-- Begin DOCUMENT TEXT --

25 May, 2013

Piers Gaveston's Daughter And The Earl Of Ulster's Grandson

On 25 May 1317, Edward II arranged the future marriage of his great-niece Joan Gaveston, Piers' daughter, to  John Multon, grandson of the earl of Ulster and nephew of the queen of Scotland.  Also on this day: Happy wedding anniversary to John de Warenne, earl of Surrey, and Edward II's niece Joan of Bar, who married on 25 May 1306 when John was nineteen going on twenty and Joan ten or eleven.  Not that they'd like me to wish them a happy wedding anniversary, probably, as their marriage was a disaster and Surrey fathered at least nine children with other women.

When Piers Gaveston, earl of Cornwall, was executed on 19 June 1312, he left as his only legitimate child and heir his daughter Joan ('Johane' or 'Johanne' in contemporary spelling), then just five months old, whose mother was Edward II's niece Margaret de Clare.  On her father's death, little Joan became a ward of her great-uncle the king, and he sent her to be raised at Amesbury Priory with his niece Eleanor de Bohun, future countess of Ormond, allowing the two girls a hundred marks a year for their maintenance. [1]  Joan Gaveston and Eleanor de Bohun had plenty of relatives at Amesbury: Edward II's sister Mary, his niece Joan de Monthermer and cousin Isabella of Lancaster (daughter of Henry) were all nuns there, and it is likely that other royal women stayed there occasionally; Edward's niece Elizabeth de Clare spent a few months at Amesbury before the birth of her daughter Isabella Verdon in 1317, for instance.  Some people in recent years have interpreted Edward's placing of Piers Gaveston's daughter in a convent as 'dumping' her there, shoving the embarrassing daughter of the embarrassing late favourite out of the way.  Nothing could be further from the truth, and growing up at Amesbury, which had been fashionable among the royal family since Henry III's widow Eleanor of Provence spent the last years of her life there, was a privilege and honour, not a disgrace.

-- End DOCUMENT TEXT --

GIVEN EXERCISE 1 ->
Quote the post on Piers Gaveston's daughter from "On 25 May 1317, Edward" up to and including "with other women.".
GIVEN EXERCISE 2 ->
List every person the post on Piers Gaveston's daughter names as a niece of Edward II.
The entries after this point come from a separate source.

-- Begin RECORD EXCERPTS --

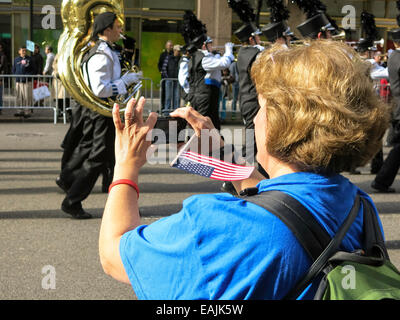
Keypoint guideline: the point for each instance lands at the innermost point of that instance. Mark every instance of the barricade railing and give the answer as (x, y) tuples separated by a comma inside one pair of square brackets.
[(34, 92), (29, 92)]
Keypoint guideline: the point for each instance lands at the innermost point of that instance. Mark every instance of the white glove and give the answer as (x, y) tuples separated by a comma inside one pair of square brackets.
[(228, 48), (131, 77)]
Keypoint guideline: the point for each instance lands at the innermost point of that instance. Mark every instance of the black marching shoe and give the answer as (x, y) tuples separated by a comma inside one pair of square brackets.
[(76, 211), (61, 184), (227, 186), (382, 188)]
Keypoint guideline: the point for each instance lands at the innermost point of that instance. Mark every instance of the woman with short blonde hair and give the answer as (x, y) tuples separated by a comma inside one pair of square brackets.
[(318, 116), (322, 112)]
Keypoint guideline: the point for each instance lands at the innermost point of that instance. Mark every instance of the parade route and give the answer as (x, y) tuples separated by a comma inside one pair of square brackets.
[(36, 236)]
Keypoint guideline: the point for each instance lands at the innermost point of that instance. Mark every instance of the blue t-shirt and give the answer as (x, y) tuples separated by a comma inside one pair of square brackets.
[(222, 247)]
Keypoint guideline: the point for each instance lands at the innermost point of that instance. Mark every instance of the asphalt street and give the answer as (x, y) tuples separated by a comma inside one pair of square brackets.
[(44, 254)]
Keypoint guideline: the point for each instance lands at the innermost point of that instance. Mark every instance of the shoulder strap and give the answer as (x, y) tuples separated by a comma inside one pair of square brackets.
[(374, 244), (311, 235), (329, 251)]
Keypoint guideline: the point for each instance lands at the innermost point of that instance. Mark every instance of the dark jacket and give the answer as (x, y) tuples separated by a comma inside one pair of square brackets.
[(394, 80), (247, 91), (38, 62), (23, 66), (163, 56), (4, 66), (173, 67)]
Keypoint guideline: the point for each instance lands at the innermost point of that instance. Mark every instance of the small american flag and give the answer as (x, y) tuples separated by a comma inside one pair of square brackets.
[(210, 167)]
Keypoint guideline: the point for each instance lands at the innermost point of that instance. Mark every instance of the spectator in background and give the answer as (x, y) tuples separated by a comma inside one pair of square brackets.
[(4, 69), (23, 65), (48, 68), (38, 60), (162, 67), (226, 80), (172, 90)]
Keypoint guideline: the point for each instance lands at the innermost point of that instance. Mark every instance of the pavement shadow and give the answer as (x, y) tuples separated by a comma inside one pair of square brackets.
[(97, 213), (392, 244), (31, 172)]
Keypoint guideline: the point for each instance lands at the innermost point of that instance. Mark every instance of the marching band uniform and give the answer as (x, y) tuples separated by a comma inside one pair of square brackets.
[(205, 80), (387, 173), (248, 98), (183, 76), (95, 152)]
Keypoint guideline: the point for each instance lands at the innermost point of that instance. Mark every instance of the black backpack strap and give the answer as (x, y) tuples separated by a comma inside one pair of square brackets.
[(374, 244), (329, 251), (311, 235)]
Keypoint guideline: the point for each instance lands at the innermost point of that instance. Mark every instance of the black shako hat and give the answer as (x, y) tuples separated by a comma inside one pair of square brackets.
[(311, 27), (365, 45), (246, 31), (102, 22), (395, 34), (273, 31)]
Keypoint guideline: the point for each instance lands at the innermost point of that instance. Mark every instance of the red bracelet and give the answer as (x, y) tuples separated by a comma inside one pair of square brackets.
[(125, 181)]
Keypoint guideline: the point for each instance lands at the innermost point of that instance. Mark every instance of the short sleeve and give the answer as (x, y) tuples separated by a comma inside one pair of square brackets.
[(161, 259)]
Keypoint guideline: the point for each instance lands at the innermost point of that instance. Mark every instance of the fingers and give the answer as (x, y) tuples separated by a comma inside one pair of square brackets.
[(117, 118), (129, 114), (151, 120), (138, 111)]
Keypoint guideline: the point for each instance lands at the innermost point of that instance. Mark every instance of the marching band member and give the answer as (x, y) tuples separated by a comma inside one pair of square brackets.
[(205, 77), (94, 153)]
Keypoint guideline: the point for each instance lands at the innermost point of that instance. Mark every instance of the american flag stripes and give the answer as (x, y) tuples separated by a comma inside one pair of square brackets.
[(210, 167)]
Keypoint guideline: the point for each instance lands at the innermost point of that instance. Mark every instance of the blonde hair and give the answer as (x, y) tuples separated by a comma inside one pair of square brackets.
[(323, 114)]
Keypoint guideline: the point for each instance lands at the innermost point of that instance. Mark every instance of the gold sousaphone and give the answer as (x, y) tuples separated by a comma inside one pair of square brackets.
[(78, 17)]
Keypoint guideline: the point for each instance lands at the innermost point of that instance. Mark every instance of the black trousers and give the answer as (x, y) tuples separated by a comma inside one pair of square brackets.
[(93, 156), (73, 135), (390, 167), (207, 104)]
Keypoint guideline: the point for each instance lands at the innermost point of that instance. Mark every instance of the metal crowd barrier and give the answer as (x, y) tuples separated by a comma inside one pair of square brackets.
[(46, 92), (30, 92)]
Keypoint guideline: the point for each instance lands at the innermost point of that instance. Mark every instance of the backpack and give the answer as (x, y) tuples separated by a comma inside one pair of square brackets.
[(365, 274)]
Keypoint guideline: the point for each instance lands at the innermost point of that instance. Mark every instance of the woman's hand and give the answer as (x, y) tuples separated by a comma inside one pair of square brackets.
[(130, 139), (194, 118)]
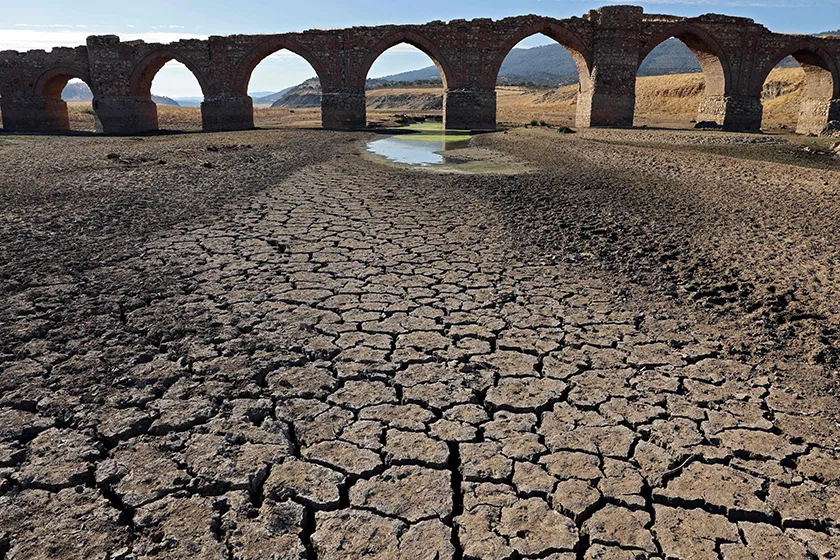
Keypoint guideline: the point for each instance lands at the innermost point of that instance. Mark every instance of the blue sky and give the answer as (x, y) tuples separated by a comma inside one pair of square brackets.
[(43, 24)]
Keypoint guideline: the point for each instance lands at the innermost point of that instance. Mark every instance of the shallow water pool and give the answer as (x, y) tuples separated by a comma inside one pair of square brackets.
[(421, 144)]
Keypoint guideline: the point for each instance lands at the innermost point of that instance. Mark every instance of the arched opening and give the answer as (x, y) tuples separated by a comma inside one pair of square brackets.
[(540, 76), (169, 91), (798, 89), (405, 81), (285, 90), (67, 101), (681, 80), (79, 98)]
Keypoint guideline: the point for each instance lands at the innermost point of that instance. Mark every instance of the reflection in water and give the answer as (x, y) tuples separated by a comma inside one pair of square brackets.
[(410, 152), (422, 144)]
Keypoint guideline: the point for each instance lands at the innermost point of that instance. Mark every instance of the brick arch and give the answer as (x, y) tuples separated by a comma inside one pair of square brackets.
[(245, 67), (570, 40), (411, 38), (51, 82), (822, 74), (140, 82), (711, 56)]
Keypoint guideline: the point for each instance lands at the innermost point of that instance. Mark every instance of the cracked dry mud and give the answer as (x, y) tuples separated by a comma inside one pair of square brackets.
[(295, 353)]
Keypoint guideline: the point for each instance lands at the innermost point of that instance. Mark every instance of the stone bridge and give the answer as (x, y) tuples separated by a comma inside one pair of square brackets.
[(608, 44)]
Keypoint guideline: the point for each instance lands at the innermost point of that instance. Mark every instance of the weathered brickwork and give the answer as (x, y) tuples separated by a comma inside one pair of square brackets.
[(608, 44)]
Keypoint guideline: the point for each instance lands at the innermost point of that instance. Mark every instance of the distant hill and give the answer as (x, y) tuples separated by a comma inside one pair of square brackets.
[(263, 98), (79, 92)]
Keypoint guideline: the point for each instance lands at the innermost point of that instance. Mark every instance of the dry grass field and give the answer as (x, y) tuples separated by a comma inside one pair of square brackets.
[(661, 101)]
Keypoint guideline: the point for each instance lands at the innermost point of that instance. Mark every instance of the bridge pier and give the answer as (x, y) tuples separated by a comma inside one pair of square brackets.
[(609, 97), (469, 109), (31, 113), (227, 112), (343, 109), (815, 114), (125, 115)]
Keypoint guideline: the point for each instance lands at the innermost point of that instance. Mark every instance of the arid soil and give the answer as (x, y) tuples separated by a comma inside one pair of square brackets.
[(263, 345)]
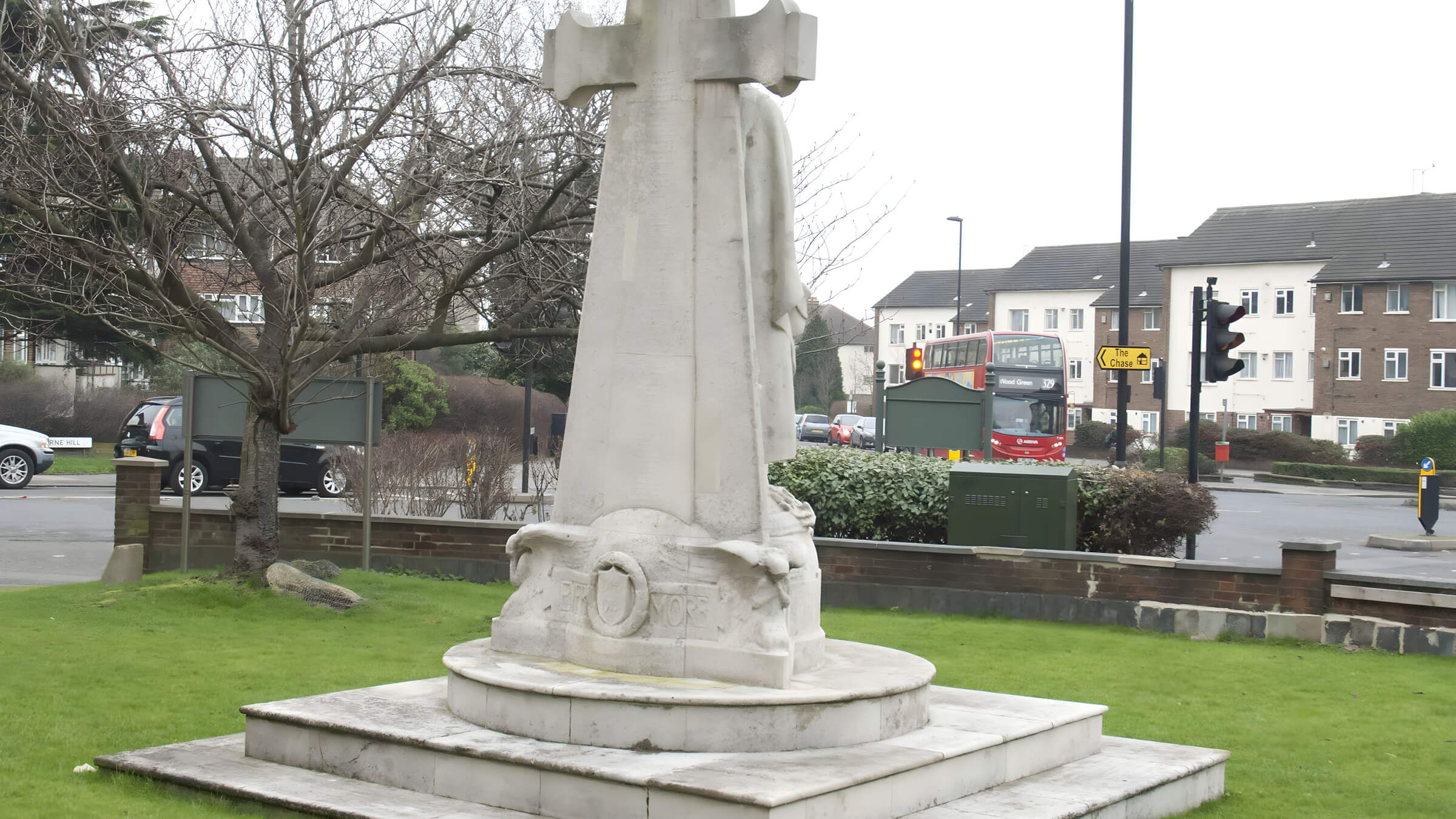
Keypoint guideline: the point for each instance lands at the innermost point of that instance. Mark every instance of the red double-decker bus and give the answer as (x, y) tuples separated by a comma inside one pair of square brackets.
[(1030, 403)]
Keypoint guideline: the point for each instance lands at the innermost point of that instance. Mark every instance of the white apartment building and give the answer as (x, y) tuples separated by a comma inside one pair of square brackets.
[(1276, 389)]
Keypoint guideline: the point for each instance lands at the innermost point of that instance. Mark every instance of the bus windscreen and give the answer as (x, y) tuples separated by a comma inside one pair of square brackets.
[(1031, 352)]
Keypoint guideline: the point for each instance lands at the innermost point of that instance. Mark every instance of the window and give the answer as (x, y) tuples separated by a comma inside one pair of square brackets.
[(1283, 366), (1395, 365), (47, 352), (1352, 299), (1350, 365), (1349, 430), (1251, 302), (1443, 369), (1443, 301), (1398, 299)]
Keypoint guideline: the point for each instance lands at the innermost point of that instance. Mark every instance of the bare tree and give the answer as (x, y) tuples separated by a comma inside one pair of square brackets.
[(375, 174)]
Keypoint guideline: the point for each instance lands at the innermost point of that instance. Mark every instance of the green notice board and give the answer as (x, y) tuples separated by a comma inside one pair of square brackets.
[(934, 413)]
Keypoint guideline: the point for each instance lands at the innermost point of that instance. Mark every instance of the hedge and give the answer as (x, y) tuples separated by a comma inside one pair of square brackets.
[(903, 497), (1372, 474)]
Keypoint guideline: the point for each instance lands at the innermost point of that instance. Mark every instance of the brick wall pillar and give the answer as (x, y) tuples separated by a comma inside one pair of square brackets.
[(1302, 576), (139, 487)]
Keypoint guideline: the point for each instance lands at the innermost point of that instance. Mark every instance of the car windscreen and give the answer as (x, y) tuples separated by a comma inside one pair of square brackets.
[(1028, 417)]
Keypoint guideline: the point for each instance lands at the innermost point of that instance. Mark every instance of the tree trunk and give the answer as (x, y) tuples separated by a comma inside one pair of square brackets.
[(255, 506)]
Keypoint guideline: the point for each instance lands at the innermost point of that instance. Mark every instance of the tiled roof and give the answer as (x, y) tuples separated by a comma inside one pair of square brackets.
[(846, 328), (1416, 235), (937, 288), (1093, 267)]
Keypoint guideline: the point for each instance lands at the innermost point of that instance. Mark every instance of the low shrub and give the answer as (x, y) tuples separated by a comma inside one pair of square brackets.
[(1176, 461), (903, 497), (870, 496), (1429, 435), (1372, 474), (1377, 451), (1139, 512), (1263, 445)]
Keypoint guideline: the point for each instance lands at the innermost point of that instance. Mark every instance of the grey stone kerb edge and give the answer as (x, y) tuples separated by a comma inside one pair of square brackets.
[(667, 553)]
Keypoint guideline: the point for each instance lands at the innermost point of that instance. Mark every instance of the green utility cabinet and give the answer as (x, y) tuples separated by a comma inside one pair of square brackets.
[(1028, 506)]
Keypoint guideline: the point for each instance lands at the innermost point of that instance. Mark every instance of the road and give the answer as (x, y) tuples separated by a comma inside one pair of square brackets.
[(63, 534)]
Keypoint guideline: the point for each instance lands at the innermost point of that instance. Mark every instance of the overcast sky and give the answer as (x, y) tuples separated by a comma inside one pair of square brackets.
[(1009, 114)]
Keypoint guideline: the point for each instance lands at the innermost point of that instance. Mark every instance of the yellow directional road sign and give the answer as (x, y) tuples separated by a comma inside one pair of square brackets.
[(1125, 357)]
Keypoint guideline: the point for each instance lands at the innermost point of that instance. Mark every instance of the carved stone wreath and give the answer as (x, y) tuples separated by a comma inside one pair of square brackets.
[(637, 615)]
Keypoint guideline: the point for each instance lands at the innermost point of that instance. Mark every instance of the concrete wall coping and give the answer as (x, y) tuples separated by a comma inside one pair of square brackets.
[(1047, 554), (140, 462), (1392, 581), (401, 519), (1311, 545)]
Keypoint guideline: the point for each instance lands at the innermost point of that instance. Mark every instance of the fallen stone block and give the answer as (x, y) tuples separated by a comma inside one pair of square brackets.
[(321, 569), (289, 581), (124, 564)]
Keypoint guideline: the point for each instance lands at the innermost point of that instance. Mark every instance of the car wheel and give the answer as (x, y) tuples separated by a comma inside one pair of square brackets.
[(331, 481), (198, 477), (16, 470)]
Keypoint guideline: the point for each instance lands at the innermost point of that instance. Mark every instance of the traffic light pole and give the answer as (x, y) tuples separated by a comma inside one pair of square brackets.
[(1125, 248), (1195, 391)]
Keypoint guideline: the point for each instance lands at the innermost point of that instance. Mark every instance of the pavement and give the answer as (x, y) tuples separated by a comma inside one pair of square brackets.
[(59, 528)]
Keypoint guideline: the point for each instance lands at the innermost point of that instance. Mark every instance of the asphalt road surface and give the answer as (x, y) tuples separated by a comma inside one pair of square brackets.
[(63, 534)]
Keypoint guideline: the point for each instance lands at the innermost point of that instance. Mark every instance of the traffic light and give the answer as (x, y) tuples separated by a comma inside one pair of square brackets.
[(915, 363), (1218, 365)]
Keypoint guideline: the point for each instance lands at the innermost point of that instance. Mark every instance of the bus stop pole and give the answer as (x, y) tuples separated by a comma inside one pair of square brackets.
[(880, 405), (369, 467), (187, 464)]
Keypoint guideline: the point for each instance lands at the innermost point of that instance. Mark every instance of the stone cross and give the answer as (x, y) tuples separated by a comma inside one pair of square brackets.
[(663, 398), (667, 551)]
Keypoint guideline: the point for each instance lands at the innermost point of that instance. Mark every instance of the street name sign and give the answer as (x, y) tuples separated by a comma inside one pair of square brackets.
[(1125, 357)]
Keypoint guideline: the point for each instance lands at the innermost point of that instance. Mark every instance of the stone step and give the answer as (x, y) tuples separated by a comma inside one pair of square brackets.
[(1127, 778), (219, 766), (404, 736)]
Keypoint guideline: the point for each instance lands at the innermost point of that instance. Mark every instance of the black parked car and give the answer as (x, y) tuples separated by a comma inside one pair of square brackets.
[(863, 433), (155, 430)]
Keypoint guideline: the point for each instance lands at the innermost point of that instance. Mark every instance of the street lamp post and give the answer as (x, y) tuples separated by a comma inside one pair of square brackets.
[(960, 251)]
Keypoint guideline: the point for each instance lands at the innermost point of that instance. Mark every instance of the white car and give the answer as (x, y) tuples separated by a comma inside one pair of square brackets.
[(24, 455)]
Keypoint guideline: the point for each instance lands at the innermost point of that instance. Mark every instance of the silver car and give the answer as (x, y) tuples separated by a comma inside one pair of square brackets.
[(814, 428)]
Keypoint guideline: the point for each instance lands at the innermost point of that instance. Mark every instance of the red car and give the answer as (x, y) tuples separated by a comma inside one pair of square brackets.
[(841, 429)]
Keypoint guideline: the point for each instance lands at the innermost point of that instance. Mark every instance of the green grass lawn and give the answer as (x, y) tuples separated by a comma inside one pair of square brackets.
[(1315, 732)]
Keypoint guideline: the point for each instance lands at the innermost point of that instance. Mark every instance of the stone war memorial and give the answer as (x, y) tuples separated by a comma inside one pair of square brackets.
[(661, 655)]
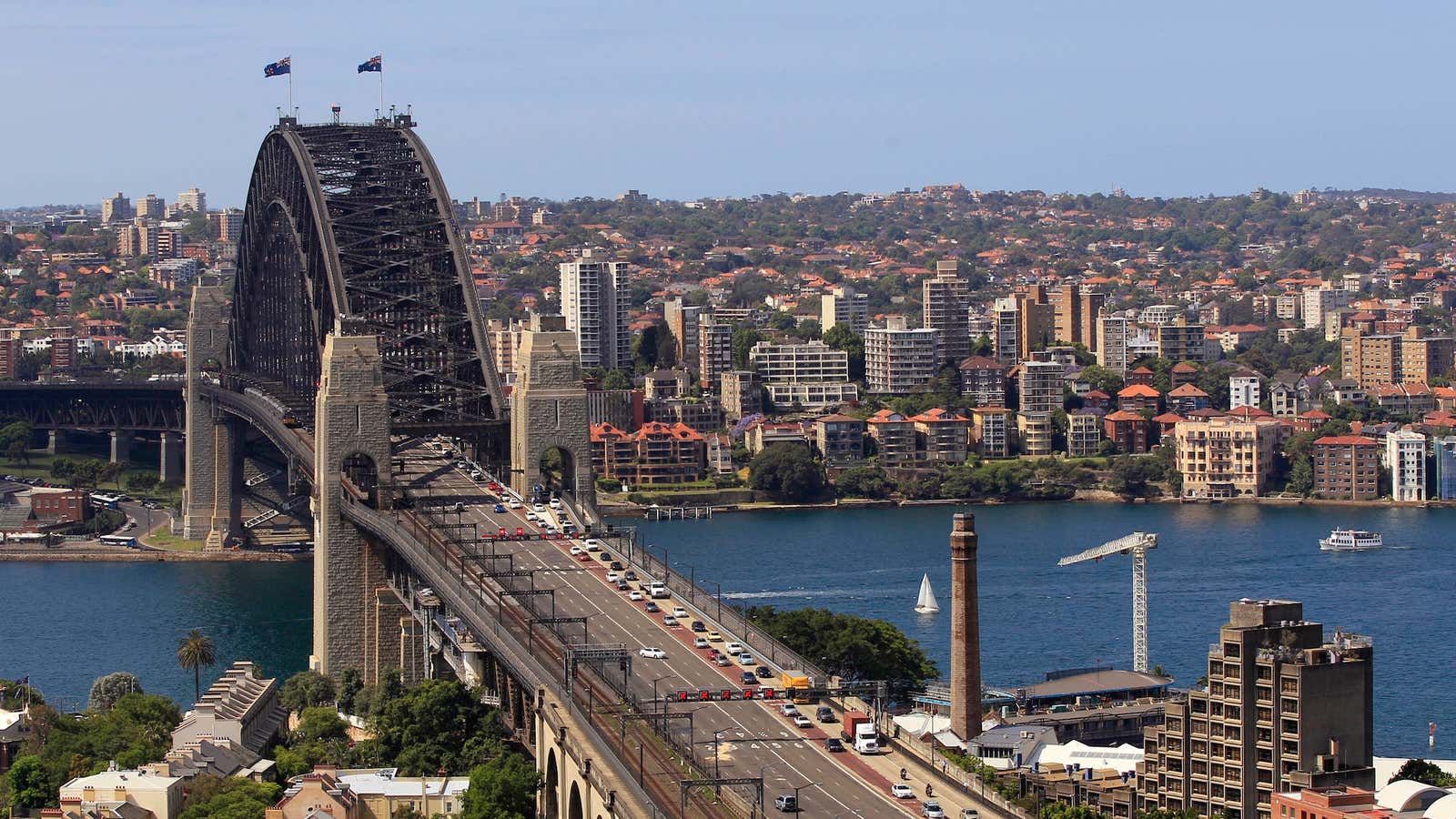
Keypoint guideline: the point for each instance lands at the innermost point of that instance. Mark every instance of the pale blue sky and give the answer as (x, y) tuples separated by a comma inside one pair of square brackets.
[(734, 98)]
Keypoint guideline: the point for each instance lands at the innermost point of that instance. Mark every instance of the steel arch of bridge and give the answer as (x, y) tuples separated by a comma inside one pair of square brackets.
[(349, 228)]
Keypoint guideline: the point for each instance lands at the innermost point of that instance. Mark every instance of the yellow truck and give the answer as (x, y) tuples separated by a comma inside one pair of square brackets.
[(800, 682)]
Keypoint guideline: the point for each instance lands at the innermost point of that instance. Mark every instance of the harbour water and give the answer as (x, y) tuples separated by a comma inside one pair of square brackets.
[(69, 622)]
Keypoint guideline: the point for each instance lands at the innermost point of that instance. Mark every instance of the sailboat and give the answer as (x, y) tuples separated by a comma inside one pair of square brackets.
[(926, 602)]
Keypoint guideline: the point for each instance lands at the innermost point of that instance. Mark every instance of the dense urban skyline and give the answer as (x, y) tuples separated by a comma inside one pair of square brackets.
[(565, 99)]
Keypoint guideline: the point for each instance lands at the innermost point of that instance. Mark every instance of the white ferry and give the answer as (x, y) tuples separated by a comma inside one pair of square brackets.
[(1350, 541)]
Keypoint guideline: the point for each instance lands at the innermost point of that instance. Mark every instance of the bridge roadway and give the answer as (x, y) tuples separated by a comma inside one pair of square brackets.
[(753, 734)]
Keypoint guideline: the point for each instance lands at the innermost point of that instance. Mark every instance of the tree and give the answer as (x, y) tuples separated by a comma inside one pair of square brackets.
[(194, 652), (306, 690), (864, 481), (1423, 771), (788, 472), (502, 787), (228, 797), (29, 784), (108, 690), (851, 646)]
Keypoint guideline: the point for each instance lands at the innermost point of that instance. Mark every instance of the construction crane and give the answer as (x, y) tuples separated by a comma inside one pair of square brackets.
[(1138, 545)]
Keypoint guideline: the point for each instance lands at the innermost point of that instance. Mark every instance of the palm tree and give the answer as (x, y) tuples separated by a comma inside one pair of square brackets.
[(194, 652)]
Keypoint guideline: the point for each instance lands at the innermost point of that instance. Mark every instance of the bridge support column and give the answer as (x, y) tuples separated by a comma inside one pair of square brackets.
[(120, 445), (210, 508), (169, 468), (351, 440)]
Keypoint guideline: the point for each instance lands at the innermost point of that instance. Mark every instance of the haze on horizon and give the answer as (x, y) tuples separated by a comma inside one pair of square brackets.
[(683, 101)]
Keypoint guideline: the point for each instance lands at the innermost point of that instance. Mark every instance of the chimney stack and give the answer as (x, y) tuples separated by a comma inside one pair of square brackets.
[(966, 632)]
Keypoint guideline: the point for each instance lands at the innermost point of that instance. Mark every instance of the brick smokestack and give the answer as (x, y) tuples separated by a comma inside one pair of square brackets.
[(966, 632)]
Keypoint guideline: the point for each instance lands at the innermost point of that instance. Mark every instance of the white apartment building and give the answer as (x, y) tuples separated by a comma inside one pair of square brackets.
[(900, 360), (1158, 315), (596, 303), (1405, 457), (810, 361), (844, 305), (1041, 387), (1318, 302), (1111, 343), (1244, 390)]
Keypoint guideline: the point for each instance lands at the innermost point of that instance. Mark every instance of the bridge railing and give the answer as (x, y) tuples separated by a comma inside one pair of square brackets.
[(427, 538), (730, 617)]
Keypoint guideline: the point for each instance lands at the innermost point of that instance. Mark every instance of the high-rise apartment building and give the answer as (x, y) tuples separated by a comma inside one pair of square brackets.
[(1075, 315), (1346, 467), (596, 302), (1285, 709), (713, 350), (682, 321), (1405, 457), (945, 299), (193, 200), (1225, 458), (1041, 387), (1111, 343), (900, 360), (844, 305), (116, 208), (1181, 341), (152, 207)]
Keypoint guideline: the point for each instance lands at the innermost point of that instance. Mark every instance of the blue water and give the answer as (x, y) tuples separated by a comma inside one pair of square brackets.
[(69, 622), (1037, 617)]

-- End RECORD EXCERPTS --

FULL SOLUTION 1 ->
On 25 May 1317, Edward II arranged the future marriage of his great-niece Joan Gaveston, Piers' daughter, to  John Multon, grandson of the earl of Ulster and nephew of the queen of Scotland.  Also on this day: Happy wedding anniversary to John de Warenne, earl of Surrey, and Edward II's niece Joan of Bar, who married on 25 May 1306 when John was nineteen going on twenty and Joan ten or eleven.  Not that they'd like me to wish them a happy wedding anniversary, probably, as their marriage was a disaster and Surrey fathered at least nine children with other women.

FULL SOLUTION 2 ->
Joan of Bar
Margaret de Clare
Eleanor de Bohun
Joan de Monthermer
Elizabeth de Clare